• [Work instructions]: Can you reproduce the data beneath, keeping every line exact?

• [Raw records]:

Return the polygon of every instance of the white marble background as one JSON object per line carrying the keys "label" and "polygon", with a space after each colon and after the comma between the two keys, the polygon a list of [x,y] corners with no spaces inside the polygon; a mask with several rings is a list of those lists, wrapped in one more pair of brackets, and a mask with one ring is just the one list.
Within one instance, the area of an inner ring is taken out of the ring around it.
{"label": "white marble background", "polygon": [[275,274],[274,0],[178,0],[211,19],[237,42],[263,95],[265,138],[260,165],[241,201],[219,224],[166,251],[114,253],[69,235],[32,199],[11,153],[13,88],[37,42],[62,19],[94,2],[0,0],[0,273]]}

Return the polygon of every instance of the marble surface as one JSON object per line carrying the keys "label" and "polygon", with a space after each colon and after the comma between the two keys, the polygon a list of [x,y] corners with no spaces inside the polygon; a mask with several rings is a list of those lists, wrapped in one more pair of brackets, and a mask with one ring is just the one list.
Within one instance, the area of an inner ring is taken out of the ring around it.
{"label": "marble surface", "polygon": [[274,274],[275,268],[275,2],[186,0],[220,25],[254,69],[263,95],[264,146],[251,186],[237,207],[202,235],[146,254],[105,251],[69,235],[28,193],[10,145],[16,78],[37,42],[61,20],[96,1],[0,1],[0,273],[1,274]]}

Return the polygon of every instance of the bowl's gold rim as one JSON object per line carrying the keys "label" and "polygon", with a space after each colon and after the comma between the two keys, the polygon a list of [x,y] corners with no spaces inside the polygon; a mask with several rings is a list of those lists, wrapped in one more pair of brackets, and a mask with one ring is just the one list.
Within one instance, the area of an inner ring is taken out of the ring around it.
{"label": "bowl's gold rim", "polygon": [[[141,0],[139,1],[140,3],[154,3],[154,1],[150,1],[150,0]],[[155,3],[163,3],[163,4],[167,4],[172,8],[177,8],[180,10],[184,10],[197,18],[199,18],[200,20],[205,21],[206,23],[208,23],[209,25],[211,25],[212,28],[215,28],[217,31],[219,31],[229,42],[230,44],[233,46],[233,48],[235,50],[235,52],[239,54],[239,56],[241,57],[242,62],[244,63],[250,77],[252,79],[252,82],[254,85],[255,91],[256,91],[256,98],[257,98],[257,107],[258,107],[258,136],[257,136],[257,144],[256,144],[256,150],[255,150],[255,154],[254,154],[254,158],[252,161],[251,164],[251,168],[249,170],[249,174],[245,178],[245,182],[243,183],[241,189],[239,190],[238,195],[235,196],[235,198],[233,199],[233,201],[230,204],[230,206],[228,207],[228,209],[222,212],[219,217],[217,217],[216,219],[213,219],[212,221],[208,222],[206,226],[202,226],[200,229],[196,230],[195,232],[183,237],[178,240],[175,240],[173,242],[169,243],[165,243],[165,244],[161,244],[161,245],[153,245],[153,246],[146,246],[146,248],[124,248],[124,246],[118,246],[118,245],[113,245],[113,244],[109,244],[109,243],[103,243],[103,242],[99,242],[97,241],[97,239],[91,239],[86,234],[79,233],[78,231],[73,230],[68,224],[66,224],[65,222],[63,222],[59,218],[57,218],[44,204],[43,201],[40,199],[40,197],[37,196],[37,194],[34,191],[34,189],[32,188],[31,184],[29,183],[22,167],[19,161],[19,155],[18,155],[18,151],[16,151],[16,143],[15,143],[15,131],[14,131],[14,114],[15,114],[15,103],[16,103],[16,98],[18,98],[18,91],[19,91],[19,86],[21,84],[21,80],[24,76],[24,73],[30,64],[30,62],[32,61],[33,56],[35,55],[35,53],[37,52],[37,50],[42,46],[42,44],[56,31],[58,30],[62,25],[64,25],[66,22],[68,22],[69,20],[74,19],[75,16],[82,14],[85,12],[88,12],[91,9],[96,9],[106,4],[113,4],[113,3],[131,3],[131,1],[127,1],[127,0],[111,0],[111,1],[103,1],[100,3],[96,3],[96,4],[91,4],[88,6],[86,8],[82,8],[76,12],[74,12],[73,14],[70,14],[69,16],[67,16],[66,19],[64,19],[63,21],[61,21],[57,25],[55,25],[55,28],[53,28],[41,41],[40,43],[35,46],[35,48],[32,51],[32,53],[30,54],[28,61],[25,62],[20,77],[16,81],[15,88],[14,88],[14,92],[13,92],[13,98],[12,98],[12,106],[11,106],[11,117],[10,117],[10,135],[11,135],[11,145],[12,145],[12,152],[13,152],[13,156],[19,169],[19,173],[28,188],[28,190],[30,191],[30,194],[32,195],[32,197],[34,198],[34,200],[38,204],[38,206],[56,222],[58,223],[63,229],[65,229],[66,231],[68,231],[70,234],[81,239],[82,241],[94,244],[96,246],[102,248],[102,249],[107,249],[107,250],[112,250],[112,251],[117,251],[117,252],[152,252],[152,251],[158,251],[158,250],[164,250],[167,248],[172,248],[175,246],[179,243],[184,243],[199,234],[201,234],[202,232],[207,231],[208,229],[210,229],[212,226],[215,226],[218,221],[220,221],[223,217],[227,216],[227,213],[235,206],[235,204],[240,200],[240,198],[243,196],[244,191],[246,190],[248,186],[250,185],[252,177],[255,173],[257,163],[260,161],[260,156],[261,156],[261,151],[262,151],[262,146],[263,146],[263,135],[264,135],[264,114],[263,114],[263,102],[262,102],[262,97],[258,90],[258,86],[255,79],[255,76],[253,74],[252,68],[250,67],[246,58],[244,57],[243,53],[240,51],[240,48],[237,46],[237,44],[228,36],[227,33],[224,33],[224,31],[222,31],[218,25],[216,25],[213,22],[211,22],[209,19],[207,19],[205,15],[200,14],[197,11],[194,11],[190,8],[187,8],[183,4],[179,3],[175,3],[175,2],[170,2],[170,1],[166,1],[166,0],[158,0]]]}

• [Correct result]:
Return the polygon of every instance of the white marble background as one JSON object per line carrying the keys "label" and "polygon", with a space after each colon and after the comma between the two keys, the polygon a list of [x,y] corners with no spaces inside the polygon; a mask with several rings is a list of those lists, wrapped in one more pair of brackets, and a mask with one ring is just the one list.
Within one instance, the area of an inner ring is taken out of the ring around it.
{"label": "white marble background", "polygon": [[275,274],[274,0],[178,0],[211,19],[237,42],[263,95],[265,138],[260,165],[241,201],[219,224],[166,251],[114,253],[69,235],[32,199],[11,153],[13,88],[37,42],[62,19],[94,2],[0,0],[0,273]]}

Return the polygon of every instance of the marble surface as one JSON object per line carrying the keys "label" and "polygon", with a space after each colon and after the comma between the two keys, the polygon a list of [x,y] corners with no spaces inside the polygon; a mask with several rings is a list of those lists, wrapped in one more pair of brackets, and a mask with one ring is just the one list.
Within one instance, the area of an inner ring is taken out of the ring around it.
{"label": "marble surface", "polygon": [[274,274],[275,268],[275,2],[186,0],[220,25],[254,69],[263,95],[264,146],[251,186],[237,207],[202,235],[146,254],[105,251],[69,235],[28,193],[10,145],[16,78],[37,42],[61,20],[96,1],[0,1],[0,273],[1,274]]}

Return the polygon of every instance of the bowl's gold rim as one JSON object per line carrying the keys "label" and "polygon", with a space after each colon and after the comma between the two keys, the polygon a list of [x,y] corners with no spaces inside the polygon; a mask with several rings is a list of those lists, wrapped in one more pair of brackets, and a mask with one ring is just the one list.
Within one instance, the area of an inner ring is taken out of the ring around it.
{"label": "bowl's gold rim", "polygon": [[[141,0],[139,1],[140,3],[154,3],[154,1],[150,1],[150,0]],[[155,3],[163,3],[163,4],[167,4],[172,8],[177,8],[180,10],[184,10],[197,18],[199,18],[200,20],[205,21],[206,23],[208,23],[209,25],[211,25],[212,28],[215,28],[217,31],[219,31],[229,42],[230,44],[233,46],[233,48],[235,50],[235,52],[239,54],[239,56],[241,57],[242,62],[244,63],[250,77],[252,79],[252,82],[254,85],[255,91],[256,91],[256,98],[257,98],[257,107],[258,107],[258,136],[257,136],[257,144],[256,144],[256,150],[255,150],[255,154],[254,154],[254,158],[252,161],[251,164],[251,168],[249,170],[249,174],[245,178],[245,182],[243,183],[241,189],[239,190],[238,195],[235,196],[235,198],[233,199],[233,201],[230,204],[230,206],[228,207],[228,209],[222,212],[219,217],[217,217],[216,219],[213,219],[212,221],[208,222],[206,226],[202,226],[200,229],[196,230],[195,232],[183,237],[178,240],[175,240],[173,242],[169,243],[165,243],[165,244],[161,244],[161,245],[153,245],[153,246],[146,246],[146,248],[124,248],[124,246],[118,246],[118,245],[113,245],[113,244],[109,244],[109,243],[103,243],[103,242],[99,242],[97,241],[97,239],[91,239],[86,234],[79,233],[78,231],[73,230],[68,224],[66,224],[65,222],[63,222],[59,218],[57,218],[44,204],[43,201],[40,199],[40,197],[37,196],[37,194],[34,191],[34,189],[32,188],[31,184],[29,183],[22,167],[19,161],[19,155],[18,155],[18,151],[16,151],[16,143],[15,143],[15,131],[14,131],[14,114],[15,114],[15,103],[16,103],[16,98],[18,98],[18,91],[19,91],[19,86],[21,84],[21,80],[24,76],[24,73],[30,64],[30,62],[32,61],[33,56],[35,55],[35,53],[37,52],[37,50],[42,46],[42,44],[56,31],[58,30],[62,25],[64,25],[66,22],[68,22],[69,20],[74,19],[75,16],[82,14],[85,12],[88,12],[91,9],[96,9],[106,4],[113,4],[113,3],[131,3],[131,1],[127,1],[127,0],[111,0],[111,1],[103,1],[100,3],[96,3],[96,4],[91,4],[88,6],[86,8],[82,8],[76,12],[74,12],[73,14],[70,14],[69,16],[67,16],[66,19],[64,19],[63,21],[61,21],[57,25],[55,25],[55,28],[53,28],[41,41],[40,43],[35,46],[35,48],[32,51],[32,53],[30,54],[28,61],[25,62],[20,77],[16,81],[15,88],[14,88],[14,92],[13,92],[13,98],[12,98],[12,106],[11,106],[11,117],[10,117],[10,135],[11,135],[11,145],[12,145],[12,152],[13,152],[13,156],[19,169],[19,173],[28,188],[28,190],[30,191],[30,194],[32,195],[32,197],[34,198],[34,200],[38,204],[38,206],[56,222],[58,223],[63,229],[65,229],[66,231],[68,231],[70,234],[81,239],[82,241],[94,244],[96,246],[102,248],[102,249],[107,249],[107,250],[112,250],[112,251],[117,251],[117,252],[152,252],[152,251],[158,251],[158,250],[164,250],[167,248],[172,248],[175,246],[179,243],[184,243],[199,234],[201,234],[202,232],[207,231],[208,229],[210,229],[212,226],[215,226],[218,221],[220,221],[223,217],[227,216],[227,213],[235,206],[235,204],[240,200],[240,198],[243,196],[244,191],[246,190],[248,186],[250,185],[252,177],[255,173],[257,163],[260,161],[260,156],[261,156],[261,151],[262,151],[262,146],[263,146],[263,135],[264,135],[264,114],[263,114],[263,102],[262,102],[262,97],[258,90],[258,86],[255,79],[255,76],[253,74],[252,68],[250,67],[246,58],[244,57],[243,53],[240,51],[240,48],[237,46],[237,44],[228,36],[227,33],[224,33],[224,31],[222,31],[218,25],[216,25],[213,22],[211,22],[209,19],[207,19],[205,15],[200,14],[197,11],[194,11],[190,8],[187,8],[183,4],[179,3],[175,3],[175,2],[170,2],[170,1],[166,1],[166,0],[158,0]]]}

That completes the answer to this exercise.